====== 抽出テキスト

『ヴァイスクロイツ』(Weiß kreuz)は、ドラマCD、漫画、アニメなどで展開したメディアミックス作品および4人組で構成された声優ユニットの名称である。漫画家のつちやきょうこにより声優4人をイメージして創られたキャラクターを軸に作品世界を構築。コミック(『月刊ウィングス』連載)や小説(『アニメージュ』連載)なども行い、ユニットと作品の両面から展開していき、アニメーション展開を行った。アニメ第1期放送当時には、ユニットの楽曲を使ったアニメーションによるビデオクリップも制作された。
原案は声優の子安武人。まずメインになる声優を集め、ユニットを結成。当初は「キャットピープル」という名前だった[1]。ヴァイスや彼らに関わる上層部のコードネーム、花屋の名前は初期設定の名残である[2]。メンバーである声優の性格やイメージから作品のキャラクターやストーリーを考案するという当時としては斬新なアプローチが功を奏し、ユニット「ヴァイス」はラジオやライブなどで活躍したり写真集を出すなど、キャラクター同様に女性を中心に人気を博した。このアプローチゆえ、「4人が作品の登場人物のモデル」「借りている役では決してないし、返す必要もない」と子安は言う[3]。現在、ユニットは「充電」と称した無期限の活動休止中である。
また、子安が演じるアヤの過去を題材にした、『クラッシャーズ Knight & Ran』というドラマCDシリーズが存在する。
ライブでバックバンドを務めた「MIND DIVE(マインドダイブ)」のメンバーの中に、「キンモクセイ」として活動した白井雄介と張替智広がいる。
アヤ・ヨージ・ケン・オミの4人は、花屋"子猫の住む家"の店員という顔の他に、謎の司令官ペルシャの命を受け、法では裁けない悪人たちを人知れず葬っていく闇の仕事人"Weiß(ヴァイス)"というもうひとつの顔を持っていた。様々な手段を使い、法の手から逃れる犯罪者を独断で処刑する闇の組織「Weiß(ヴァイス)」。そこに所属する4人の男達。彼らは皆、過去に大きな傷を負っていた。自分の過去と向き合い、そして「人殺し」としての運命に翻弄されながら、やがて彼らはエスツェットとよばれる組織との戦いに巻き込まれていくのだった[5]。

============

• **必須作業**
**1.** ヴァイスクロイツの文章と、次の(a)〜(c)がそれぞれ合っているかを「はい」か「いいえ」で答え、決め手となる本文の言葉を引用すること。(a) 原案は漫画家のつちやきょうこである。(b) ユニットの当初の名前は「キャットピープル」だった。(c) ユニットは現在も活動を続けている。
**2.** ヴァイスクロイツの文章を、最後の文の後から書き継ぐこと。

====== 収集データ

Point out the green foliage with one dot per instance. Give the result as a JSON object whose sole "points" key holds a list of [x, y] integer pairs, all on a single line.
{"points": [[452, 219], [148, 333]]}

============

• **回答**
**1.**
(a) いいえ。「原案は声優の子安武人。」
(b) はい。「当初は「キャットピープル」という名前だった」
(c) いいえ。「現在、ユニットは「充電」と称した無期限の活動休止中である。」

**2.**
暗殺集団・ヴァイス。「ヴァイス」はドイツ語で「白」の意。クリティカァに籍を置く調査員の中でも特に優秀な者で結成される。このメンバーは3代目で、表向きは花屋の店員。それぞれに女子高生を中心としたファンがついており、「花屋に4人揃っているのを見かけるといいことがある」と噂になっている。
当初は花屋の裏手に隣接するアパートにそれぞれ部屋を与えられて住んでいたが、OVA以降はトレーラーを使った移動花屋として生活している。『グリーエン』時に、新たなアジトを定め、再び「子猫の住む家」と名づけている。年齢はアニメ第1期の頃。
OVAでは冬の東北が舞台だったため「ヴァイス」の衣装が変更された。また、アニメ第2期では衣装のどこかに赤い十字架をあしらっている。
アヤ・ケン・ヨージの一人称は「オレ」で、オミの一人称は「ぼく」である。
ドイツ語で「批評家」の意。主にヴァイスやクラッシャーズが動くための情報収集を行う。各地に人間を潜入させ、ミッションターゲットに関する様々な調査を行う組織である。上層部は指令を下す際、対応する組織に合わせてコードネームを変える(クリティカァ→花の品種、ヴァイス→ネコの品種、クラッシャーズ→チェス駒の種類)。
人事権はトップである「マリーゴールド(ペルシャ)」が持っており、各地に存在するクリティカァの中でも優秀とされる者を集めて、処刑人「ヴァイス」を結成することがある。クリティカァとヴァイスを厳密に分けているのは、組織の暴走を防ぐためである。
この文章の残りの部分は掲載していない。